Source extract:
In terms of how this impacts the finance function, Jeff Thomson, president and CEO at the Institute of Management Accountants (IMA), wrote that “automation has moved the finance function closer to business strategy and decision-making, as basic ‘number-crunching’ is left to software. This has, in turn, altered the CFO’s role. Another key development has been the emergence of ‘stakeholder capitalism.’”
The article asserts that the “traditional role of the guardian of an entity’s finances has been superseded by a new reality: one where the CFO has a broader function across the piece, where performance is measured against the three Ps of people, profit, and purpose that are increasingly used to evaluate success.”
Some critics may have dismissed stakeholder capitalism as large organizations merely paying lip service to the changing needs and wants of employees, partners, and consumers. However, there is real evidence that companies are adopting new practices and in turn redrawing the boundaries of trust and integrity. The real challenge comes in creating the metrics that can succinctly communicate the benefits of stakeholder capitalism to the broader business. One such initiative is the World Economic Forum (WEF) Measuring Stakeholder Capitalism index, created to help CFOs explain in a consistent way how their investments in people, the planet, wider social prosperity, and governance can create value for their stakeholders.
A collaborative project involved EY teams and other major accountancy firms, non-governmental organizations (NGOs), and investors to develop and publish universal environmental, social, and governance (ESG) metrics and disclosures that companies can report on regardless of their industry or region. These metrics and disclosures align with existing standards, enabling companies to report nonfinancial disclosures with common definitions and meaning. According to the study, more than 120 members of the WEF’s International Business Council are expected to adopt these metrics, paving the way for wider adoption.
The report states, “Long-term value is likely to move [stakeholder capitalism] from aspiration to reality particularly if CFOs take the lead in embedding it into corporate reporting, organization culture, and strategic decision-making.”

Data under study:
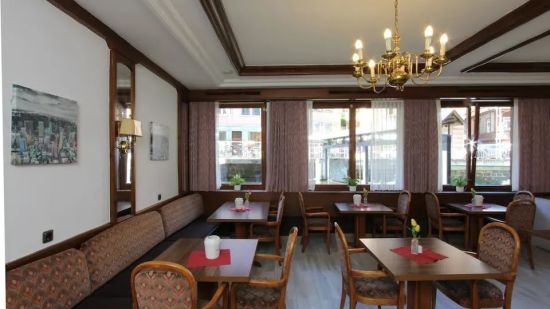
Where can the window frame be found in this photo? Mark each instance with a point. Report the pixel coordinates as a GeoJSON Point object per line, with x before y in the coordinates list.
{"type": "Point", "coordinates": [473, 135]}
{"type": "Point", "coordinates": [263, 115]}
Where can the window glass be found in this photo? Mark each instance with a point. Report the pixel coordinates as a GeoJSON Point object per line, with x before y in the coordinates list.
{"type": "Point", "coordinates": [329, 145]}
{"type": "Point", "coordinates": [242, 154]}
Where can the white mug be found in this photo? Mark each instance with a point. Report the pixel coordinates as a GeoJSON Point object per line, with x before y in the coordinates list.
{"type": "Point", "coordinates": [212, 247]}
{"type": "Point", "coordinates": [357, 199]}
{"type": "Point", "coordinates": [239, 202]}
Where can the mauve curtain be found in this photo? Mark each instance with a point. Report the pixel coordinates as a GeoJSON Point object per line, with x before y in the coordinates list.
{"type": "Point", "coordinates": [534, 144]}
{"type": "Point", "coordinates": [421, 146]}
{"type": "Point", "coordinates": [202, 146]}
{"type": "Point", "coordinates": [287, 146]}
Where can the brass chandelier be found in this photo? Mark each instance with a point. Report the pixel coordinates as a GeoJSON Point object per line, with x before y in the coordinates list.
{"type": "Point", "coordinates": [396, 68]}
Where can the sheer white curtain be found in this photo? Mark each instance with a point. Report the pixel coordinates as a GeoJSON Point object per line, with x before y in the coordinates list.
{"type": "Point", "coordinates": [386, 145]}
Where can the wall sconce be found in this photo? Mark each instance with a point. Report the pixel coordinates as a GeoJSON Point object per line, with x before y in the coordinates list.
{"type": "Point", "coordinates": [130, 129]}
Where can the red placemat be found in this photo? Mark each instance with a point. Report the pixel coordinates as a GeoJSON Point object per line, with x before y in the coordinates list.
{"type": "Point", "coordinates": [198, 259]}
{"type": "Point", "coordinates": [426, 257]}
{"type": "Point", "coordinates": [235, 209]}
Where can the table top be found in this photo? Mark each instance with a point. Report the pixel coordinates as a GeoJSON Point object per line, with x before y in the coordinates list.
{"type": "Point", "coordinates": [372, 208]}
{"type": "Point", "coordinates": [242, 255]}
{"type": "Point", "coordinates": [258, 213]}
{"type": "Point", "coordinates": [457, 266]}
{"type": "Point", "coordinates": [489, 209]}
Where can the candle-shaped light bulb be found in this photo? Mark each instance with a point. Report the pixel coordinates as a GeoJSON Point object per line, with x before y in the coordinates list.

Questions:
1 - In the stakeholder capitalism text, how many members of the WEF's International Business Council are expected to adopt the ESG metrics?
2 - Rewrite the paragraph of the stakeholder capitalism text that begins "A collaborative project involved" as a short bulleted list.
3 - Say whether each statement agrees with the stakeholder capitalism text. Answer yes or no, and quote the deciding words.
(a) Jeff Thomson leads the Institute of Management Accountants as its president and CEO.
(b) The ESG metrics are intended only for companies in certain industries.
(c) The three Ps used to measure performance are people, profit, and planet.

Responses for each task:
1 - More than 120 members.

2 -
- EY teams, other major accountancy firms, NGOs and investors worked together on the project.
- They developed and published universal ESG metrics and disclosures that companies can report on regardless of industry or region.
- The metrics align with existing standards, so companies can report nonfinancial disclosures with common definitions and meaning.
- More than 120 members of the WEF's International Business Council are expected to adopt them, which paves the way for wider adoption.

3 -
(a) Yes: "Jeff Thomson, president and CEO at the Institute of Management Accountants (IMA)"
(b) No: "that companies can report on regardless of their industry or region"
(c) No: "the three Ps of people, profit, and purpose"